• [DIRECTIONS]:
[1] What traits does the passage on children's weight give for the fat character in a cartoon or movie? List every one.
[2] Return, word for word, the portion of the passage on children's weight between "Children can begin" and "on that outcome.", inclusive.

***** PASSAGE FOR REVIEW *****

Children can begin to associate fat with being shameful at a young age when they start watching TV and see images that build on a typical stereotype. Usually, the fat character is the butt of the joke, dumb, dirty, depressed or the evil villain in the cartoon or movie. Children may not be aware that they are in a larger body until they’re weighed and measured by their doctor or at the school health fair. The actual cause of a child being overweight is a whole other discussion without an easy answer, however, how we address a child’s weight can make a significant impact on that outcome.
New research shows that telling a child he or she is overweight or has a weight problem, causes more harm than good. A retrospective study in The Journal of Eating and Weight Disorders (June 2016), states that when parents comment negatively on a child’s weight, kids are more likely to grow to adulthood with negative body and weight dissatisfaction. A longitudinal study of girls aged 10 to 19 (JAMA 2014), found that “regardless of actual weight, adolescents who reported having been labeled ‘too fat’ by a family member or peer were more likely to become obese nearly a decade later.” Body dissatisfaction can lead to dieting, restrictive eating behavior, bulimia and other eating disorders in childhood and adolescents. How do we treat overweight children while preventing eating behaviors that can lead to eating disorders?

***** EXCERPTED DATA *****

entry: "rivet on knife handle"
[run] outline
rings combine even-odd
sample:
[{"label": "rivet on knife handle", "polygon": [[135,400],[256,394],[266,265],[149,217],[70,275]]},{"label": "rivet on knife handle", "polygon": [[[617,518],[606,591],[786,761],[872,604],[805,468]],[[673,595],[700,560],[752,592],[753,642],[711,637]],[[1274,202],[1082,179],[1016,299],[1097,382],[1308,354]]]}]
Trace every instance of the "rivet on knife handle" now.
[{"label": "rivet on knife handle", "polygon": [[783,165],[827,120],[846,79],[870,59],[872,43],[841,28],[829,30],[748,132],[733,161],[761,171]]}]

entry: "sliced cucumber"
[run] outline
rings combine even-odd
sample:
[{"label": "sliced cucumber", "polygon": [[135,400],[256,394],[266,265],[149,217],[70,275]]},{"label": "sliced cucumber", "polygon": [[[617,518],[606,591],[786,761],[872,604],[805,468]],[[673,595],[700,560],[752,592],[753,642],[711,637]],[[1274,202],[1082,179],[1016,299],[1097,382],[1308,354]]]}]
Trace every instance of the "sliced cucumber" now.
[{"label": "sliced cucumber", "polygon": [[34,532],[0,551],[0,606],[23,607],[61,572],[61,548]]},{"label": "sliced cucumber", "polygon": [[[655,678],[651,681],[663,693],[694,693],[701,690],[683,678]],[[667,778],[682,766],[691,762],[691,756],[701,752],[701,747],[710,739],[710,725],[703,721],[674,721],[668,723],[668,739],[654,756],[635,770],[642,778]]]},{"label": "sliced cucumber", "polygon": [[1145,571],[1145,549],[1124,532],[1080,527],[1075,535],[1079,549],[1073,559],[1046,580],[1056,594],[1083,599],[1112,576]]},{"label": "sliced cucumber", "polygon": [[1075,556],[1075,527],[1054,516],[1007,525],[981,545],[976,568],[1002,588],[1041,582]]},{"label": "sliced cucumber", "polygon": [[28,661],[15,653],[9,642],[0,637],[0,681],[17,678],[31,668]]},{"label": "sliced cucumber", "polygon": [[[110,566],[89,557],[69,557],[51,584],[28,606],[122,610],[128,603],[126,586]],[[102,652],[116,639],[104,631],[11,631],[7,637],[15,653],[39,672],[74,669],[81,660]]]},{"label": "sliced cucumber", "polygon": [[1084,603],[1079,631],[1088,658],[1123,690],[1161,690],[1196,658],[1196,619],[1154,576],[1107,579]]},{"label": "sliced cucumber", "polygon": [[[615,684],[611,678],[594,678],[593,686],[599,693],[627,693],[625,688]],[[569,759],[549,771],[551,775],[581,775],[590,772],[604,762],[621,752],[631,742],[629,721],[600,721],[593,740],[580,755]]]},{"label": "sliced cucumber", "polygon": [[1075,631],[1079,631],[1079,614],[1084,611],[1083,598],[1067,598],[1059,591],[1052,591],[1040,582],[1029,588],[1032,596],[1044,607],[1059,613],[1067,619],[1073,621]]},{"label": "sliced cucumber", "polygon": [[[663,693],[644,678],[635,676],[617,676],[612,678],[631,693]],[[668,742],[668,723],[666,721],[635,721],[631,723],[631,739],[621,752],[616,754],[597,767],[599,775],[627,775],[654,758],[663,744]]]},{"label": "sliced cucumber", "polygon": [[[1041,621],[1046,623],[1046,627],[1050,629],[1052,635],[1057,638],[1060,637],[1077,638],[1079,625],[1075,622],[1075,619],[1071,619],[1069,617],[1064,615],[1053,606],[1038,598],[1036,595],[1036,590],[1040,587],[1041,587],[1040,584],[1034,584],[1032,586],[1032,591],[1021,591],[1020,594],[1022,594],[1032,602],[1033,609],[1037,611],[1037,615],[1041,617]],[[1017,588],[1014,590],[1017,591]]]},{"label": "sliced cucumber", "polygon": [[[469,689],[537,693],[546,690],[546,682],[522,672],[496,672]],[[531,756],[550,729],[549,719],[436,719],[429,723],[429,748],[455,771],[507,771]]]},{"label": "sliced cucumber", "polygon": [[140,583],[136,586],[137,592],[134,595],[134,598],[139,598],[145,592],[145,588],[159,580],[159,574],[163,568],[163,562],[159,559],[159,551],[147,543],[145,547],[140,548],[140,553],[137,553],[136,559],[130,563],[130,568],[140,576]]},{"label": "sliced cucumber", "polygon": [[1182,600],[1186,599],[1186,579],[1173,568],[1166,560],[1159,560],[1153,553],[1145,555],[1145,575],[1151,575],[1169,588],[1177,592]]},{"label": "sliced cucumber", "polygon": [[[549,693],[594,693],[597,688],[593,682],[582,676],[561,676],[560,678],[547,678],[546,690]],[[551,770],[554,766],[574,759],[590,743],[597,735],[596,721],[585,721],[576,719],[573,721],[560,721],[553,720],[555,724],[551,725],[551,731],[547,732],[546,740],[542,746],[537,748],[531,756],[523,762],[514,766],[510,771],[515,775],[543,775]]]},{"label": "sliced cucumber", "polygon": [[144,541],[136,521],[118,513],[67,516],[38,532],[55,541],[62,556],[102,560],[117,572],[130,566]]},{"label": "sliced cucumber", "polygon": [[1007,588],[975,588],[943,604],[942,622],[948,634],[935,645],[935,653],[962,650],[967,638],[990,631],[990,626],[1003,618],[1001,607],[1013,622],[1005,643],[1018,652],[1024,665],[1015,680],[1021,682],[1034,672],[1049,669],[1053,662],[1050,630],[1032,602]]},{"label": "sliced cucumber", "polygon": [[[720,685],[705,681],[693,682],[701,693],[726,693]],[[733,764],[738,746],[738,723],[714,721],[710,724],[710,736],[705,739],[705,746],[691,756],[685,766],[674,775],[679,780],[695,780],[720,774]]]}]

*****

• [TASK ANSWERS]:
[1]
- the butt of the joke
- dumb
- dirty
- depressed
- the evil villain

[2]
Children can begin to associate fat with being shameful at a young age when they start watching TV and see images that build on a typical stereotype. Usually, the fat character is the butt of the joke, dumb, dirty, depressed or the evil villain in the cartoon or movie. Children may not be aware that they are in a larger body until they’re weighed and measured by their doctor or at the school health fair. The actual cause of a child being overweight is a whole other discussion without an easy answer, however, how we address a child’s weight can make a significant impact on that outcome.